#### [What is being asked]
Repeat the full listing, word for word.

#### [Supplied data]
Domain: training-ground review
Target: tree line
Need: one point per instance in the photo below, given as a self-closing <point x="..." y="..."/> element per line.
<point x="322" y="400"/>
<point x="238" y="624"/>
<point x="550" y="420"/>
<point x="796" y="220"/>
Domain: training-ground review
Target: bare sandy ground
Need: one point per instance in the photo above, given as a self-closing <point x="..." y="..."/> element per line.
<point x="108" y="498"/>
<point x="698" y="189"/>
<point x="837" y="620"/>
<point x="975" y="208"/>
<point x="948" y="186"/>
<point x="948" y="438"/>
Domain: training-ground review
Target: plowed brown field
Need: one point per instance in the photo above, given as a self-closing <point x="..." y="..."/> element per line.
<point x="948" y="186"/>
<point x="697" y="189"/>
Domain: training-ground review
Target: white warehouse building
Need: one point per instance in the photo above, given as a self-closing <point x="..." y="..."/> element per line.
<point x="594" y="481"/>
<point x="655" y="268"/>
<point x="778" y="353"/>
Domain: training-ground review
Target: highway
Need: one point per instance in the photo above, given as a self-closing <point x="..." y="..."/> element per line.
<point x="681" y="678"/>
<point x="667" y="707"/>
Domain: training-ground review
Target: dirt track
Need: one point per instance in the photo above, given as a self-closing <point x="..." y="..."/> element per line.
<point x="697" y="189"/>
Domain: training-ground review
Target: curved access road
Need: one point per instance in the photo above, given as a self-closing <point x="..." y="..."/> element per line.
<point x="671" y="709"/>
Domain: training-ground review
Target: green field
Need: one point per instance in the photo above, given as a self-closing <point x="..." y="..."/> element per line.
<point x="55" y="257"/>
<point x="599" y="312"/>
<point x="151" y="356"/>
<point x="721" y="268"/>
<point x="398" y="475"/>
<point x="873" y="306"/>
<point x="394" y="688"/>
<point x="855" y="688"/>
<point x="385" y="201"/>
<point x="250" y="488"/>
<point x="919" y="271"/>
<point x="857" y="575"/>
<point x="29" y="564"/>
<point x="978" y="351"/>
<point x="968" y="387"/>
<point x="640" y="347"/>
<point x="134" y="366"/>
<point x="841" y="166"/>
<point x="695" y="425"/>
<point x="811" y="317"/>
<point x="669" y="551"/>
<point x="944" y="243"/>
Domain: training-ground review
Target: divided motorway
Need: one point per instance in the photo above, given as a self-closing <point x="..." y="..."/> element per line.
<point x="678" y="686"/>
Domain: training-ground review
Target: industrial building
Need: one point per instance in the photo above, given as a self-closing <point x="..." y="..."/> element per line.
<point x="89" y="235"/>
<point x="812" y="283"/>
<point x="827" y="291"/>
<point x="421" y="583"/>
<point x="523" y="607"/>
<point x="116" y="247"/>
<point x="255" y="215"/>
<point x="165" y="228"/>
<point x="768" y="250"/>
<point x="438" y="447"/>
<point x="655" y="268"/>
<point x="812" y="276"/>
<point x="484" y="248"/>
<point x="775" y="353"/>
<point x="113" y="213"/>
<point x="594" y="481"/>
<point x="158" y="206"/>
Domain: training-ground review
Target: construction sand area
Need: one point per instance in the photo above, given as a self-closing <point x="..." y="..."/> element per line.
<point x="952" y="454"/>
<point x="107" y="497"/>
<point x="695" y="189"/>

#### [Result of the exercise]
Domain: training-ground review
Target: tree line
Need: one point per instance in the photo below, given as a self-closing <point x="..." y="..."/> element per line.
<point x="322" y="400"/>
<point x="238" y="624"/>
<point x="550" y="420"/>
<point x="796" y="220"/>
Domain: training-ground review
Target: bare sandy ground
Need: one point per instance in the photo above, given as a self-closing <point x="..." y="..."/> element per line.
<point x="108" y="498"/>
<point x="698" y="189"/>
<point x="837" y="620"/>
<point x="975" y="208"/>
<point x="948" y="186"/>
<point x="948" y="438"/>
Domain: training-ground review
Target: plowed brown field
Need: one point per instance in the photo above, given as a self-closing <point x="..." y="..."/> element per line.
<point x="948" y="186"/>
<point x="697" y="189"/>
Domain: training-ground review
Target: white warehouse building
Need: one point per instance in the photo above, given as a self-closing <point x="..." y="..."/> element per line.
<point x="594" y="481"/>
<point x="655" y="268"/>
<point x="778" y="353"/>
Domain: training-ground review
Target: highway
Need: one point per instance in the photo above, given as a self-closing <point x="..." y="..."/> element per line.
<point x="681" y="678"/>
<point x="667" y="707"/>
Domain: training-ground review
Target: dirt track
Need: one point per instance in the photo above, given as a self-closing <point x="..." y="..."/> element per line.
<point x="697" y="189"/>
Domain: training-ground review
Target: curved access road
Need: one point per instance in the photo above, given as a self-closing <point x="..." y="..."/> element per line.
<point x="671" y="709"/>
Domain: training-ground review
Target: green field
Need: one point per instance in the photo above, given as a self-closing <point x="..." y="..."/> element per line.
<point x="55" y="257"/>
<point x="599" y="312"/>
<point x="151" y="356"/>
<point x="721" y="268"/>
<point x="398" y="475"/>
<point x="873" y="306"/>
<point x="394" y="688"/>
<point x="855" y="688"/>
<point x="385" y="201"/>
<point x="250" y="488"/>
<point x="919" y="271"/>
<point x="857" y="575"/>
<point x="29" y="564"/>
<point x="978" y="351"/>
<point x="968" y="387"/>
<point x="640" y="347"/>
<point x="134" y="366"/>
<point x="841" y="166"/>
<point x="695" y="425"/>
<point x="811" y="317"/>
<point x="669" y="551"/>
<point x="944" y="243"/>
Domain: training-ground review
Target: divided motorway
Need: one point per instance in the photo above, given as a self-closing <point x="..." y="..."/> element per line.
<point x="678" y="686"/>
Domain: training-ground review
Target: industrial building
Need: one point per instance in the photo above, given as a self-closing <point x="..." y="..."/> element per line.
<point x="89" y="235"/>
<point x="812" y="283"/>
<point x="827" y="291"/>
<point x="421" y="583"/>
<point x="523" y="607"/>
<point x="116" y="247"/>
<point x="255" y="215"/>
<point x="165" y="228"/>
<point x="768" y="250"/>
<point x="438" y="447"/>
<point x="655" y="268"/>
<point x="812" y="276"/>
<point x="484" y="248"/>
<point x="775" y="353"/>
<point x="113" y="213"/>
<point x="594" y="481"/>
<point x="158" y="206"/>
Domain: training-ground review
Target: construction sand area
Need: one point per instance in the photo above, given as a self-closing <point x="..." y="..."/> element per line.
<point x="952" y="454"/>
<point x="107" y="497"/>
<point x="695" y="189"/>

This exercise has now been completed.